--- Brano di testo ---

Sono contento di essere stato chiamato dalla Rai perché dopo la polemica che c’è stata riguardo l’ultimo Festival è stato un po’ come sancire la pace. Inoltre sono stato contento della giuria, perché vedo a volte nei talent giurie formate da persone che non sono nemmeno musicisti e che sono invece lì a decidere della carriera artistica di altre persone. In questo caso si è trattato di una giuria di quattro persone molto preparate: Fio Zanotti è un grande arrangiatore, Katia Ricciarelli è una delle cantanti liriche più famose che abbiamo in Italia, Alessandra Drusian dei Jalisse è una che fa da 20 anni il suo lavoro con grande onestà. Mi fa piacere che mi abbiano chiamato perché penso che dopo 30 anni di musica sono in grado di poter giudicare se uno canta bene, se ha personalità o meno.
Non è la prima volta che canto in un carcere e ogni volta vado molto volentieri, perché se noi riteniamo che il carcere sia un luogo dove recuperare delle persone che si sono perse in passato, bisogna fare anche in modo che diventi un luogo di crescita positiva, e la musica ed il messaggio che porta sono importanti in questa direzione.
Quando canto L’amore va oltre, nel punto in cui dice “l’amore va oltre le persone, evade una prigione”, mi emoziono ogni volta, perchè so che cantare quella frase proprio in quel luogo ha un significato ancora più speciale ed importante, perchè chi ascolta sta vivendo realmente quella condizione.

--- Elenco dati ---

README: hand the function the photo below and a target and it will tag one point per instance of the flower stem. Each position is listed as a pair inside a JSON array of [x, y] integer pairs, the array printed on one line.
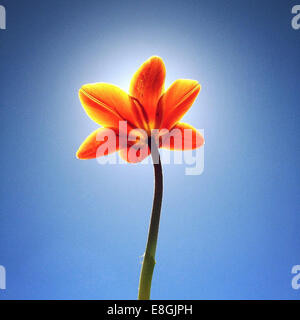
[[149, 256]]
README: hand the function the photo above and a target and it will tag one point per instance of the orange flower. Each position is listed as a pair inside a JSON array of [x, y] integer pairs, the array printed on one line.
[[147, 110]]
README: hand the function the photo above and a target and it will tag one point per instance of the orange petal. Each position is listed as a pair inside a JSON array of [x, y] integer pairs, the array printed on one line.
[[147, 86], [182, 137], [107, 104], [176, 101], [101, 142], [133, 154]]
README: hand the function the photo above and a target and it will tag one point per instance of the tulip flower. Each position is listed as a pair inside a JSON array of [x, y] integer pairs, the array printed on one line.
[[136, 125]]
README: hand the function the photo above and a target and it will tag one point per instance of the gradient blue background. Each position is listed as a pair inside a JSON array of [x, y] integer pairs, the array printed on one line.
[[73, 229]]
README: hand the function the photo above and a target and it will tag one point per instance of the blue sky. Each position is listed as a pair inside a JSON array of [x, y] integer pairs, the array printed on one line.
[[73, 229]]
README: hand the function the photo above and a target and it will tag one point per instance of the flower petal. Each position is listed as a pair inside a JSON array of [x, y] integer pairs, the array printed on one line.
[[101, 142], [176, 101], [107, 104], [147, 86], [182, 137], [133, 154]]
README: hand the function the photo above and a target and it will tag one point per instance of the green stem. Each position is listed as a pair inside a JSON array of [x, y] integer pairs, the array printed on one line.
[[149, 256]]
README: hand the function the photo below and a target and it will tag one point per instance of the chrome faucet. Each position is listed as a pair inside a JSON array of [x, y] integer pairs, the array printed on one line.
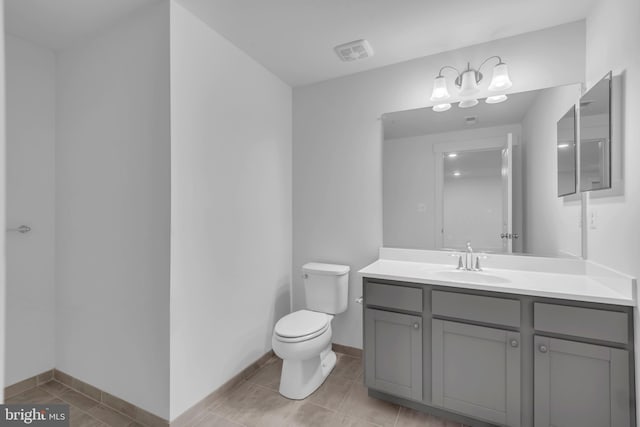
[[468, 264], [468, 258]]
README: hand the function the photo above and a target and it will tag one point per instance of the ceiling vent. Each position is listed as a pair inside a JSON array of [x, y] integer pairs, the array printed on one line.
[[352, 51]]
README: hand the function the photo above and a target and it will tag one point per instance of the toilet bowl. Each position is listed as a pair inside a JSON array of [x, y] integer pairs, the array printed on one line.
[[303, 340]]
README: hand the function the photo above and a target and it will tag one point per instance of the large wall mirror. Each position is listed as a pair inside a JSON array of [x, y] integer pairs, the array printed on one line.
[[486, 174], [595, 137]]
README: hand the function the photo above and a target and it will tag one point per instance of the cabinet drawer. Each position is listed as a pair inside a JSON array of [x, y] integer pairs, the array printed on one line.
[[581, 322], [392, 296], [477, 308]]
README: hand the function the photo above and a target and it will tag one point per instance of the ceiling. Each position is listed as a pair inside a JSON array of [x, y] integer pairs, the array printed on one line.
[[58, 24], [424, 121], [295, 38]]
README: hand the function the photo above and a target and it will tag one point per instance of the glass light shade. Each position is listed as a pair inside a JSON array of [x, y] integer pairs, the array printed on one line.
[[467, 103], [440, 92], [468, 84], [441, 107], [496, 99], [500, 79]]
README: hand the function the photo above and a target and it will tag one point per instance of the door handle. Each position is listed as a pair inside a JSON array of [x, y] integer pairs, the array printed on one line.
[[22, 229]]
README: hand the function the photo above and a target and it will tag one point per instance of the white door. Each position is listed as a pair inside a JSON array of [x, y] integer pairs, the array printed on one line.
[[507, 196]]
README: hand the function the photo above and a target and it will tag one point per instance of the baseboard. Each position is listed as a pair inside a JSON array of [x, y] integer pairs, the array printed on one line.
[[132, 411], [349, 351], [191, 414], [24, 385], [137, 414]]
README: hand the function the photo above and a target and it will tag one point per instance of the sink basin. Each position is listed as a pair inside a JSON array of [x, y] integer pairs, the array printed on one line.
[[471, 277]]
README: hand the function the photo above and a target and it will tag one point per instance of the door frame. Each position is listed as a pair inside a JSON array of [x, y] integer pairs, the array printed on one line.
[[480, 144]]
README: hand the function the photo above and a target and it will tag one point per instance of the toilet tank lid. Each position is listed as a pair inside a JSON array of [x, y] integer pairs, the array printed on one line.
[[327, 269]]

---

Consegna 1:
Aggiorna il brano di testo da "Non è la prima" fino a "realmente quella condizione." compresi, mettendo "penitenziario" al posto di "carcere".
Consegna 2:
Rispondi a queste domande basandoti sul brano di testo.
(a) Da quante persone era formata la giuria?
(b) Da quanti anni si occupa di musica chi parla?
(c) Quale canzone emoziona chi parla ogni volta che la canta in carcere?
L'elenco non ha alcun legame con il brano di testo.

Risposta corretta 1:
Non è la prima volta che canto in un penitenziario e ogni volta vado molto volentieri, perché se noi riteniamo che il penitenziario sia un luogo dove recuperare delle persone che si sono perse in passato, bisogna fare anche in modo che diventi un luogo di crescita positiva, e la musica ed il messaggio che porta sono importanti in questa direzione.
Quando canto L’amore va oltre, nel punto in cui dice “l’amore va oltre le persone, evade una prigione”, mi emoziono ogni volta, perchè so che cantare quella frase proprio in quel luogo ha un significato ancora più speciale ed importante, perchè chi ascolta sta vivendo realmente quella condizione.

Risposta corretta 2:
(a) Da quattro persone.
(b) Da 30 anni.
(c) L'amore va oltre.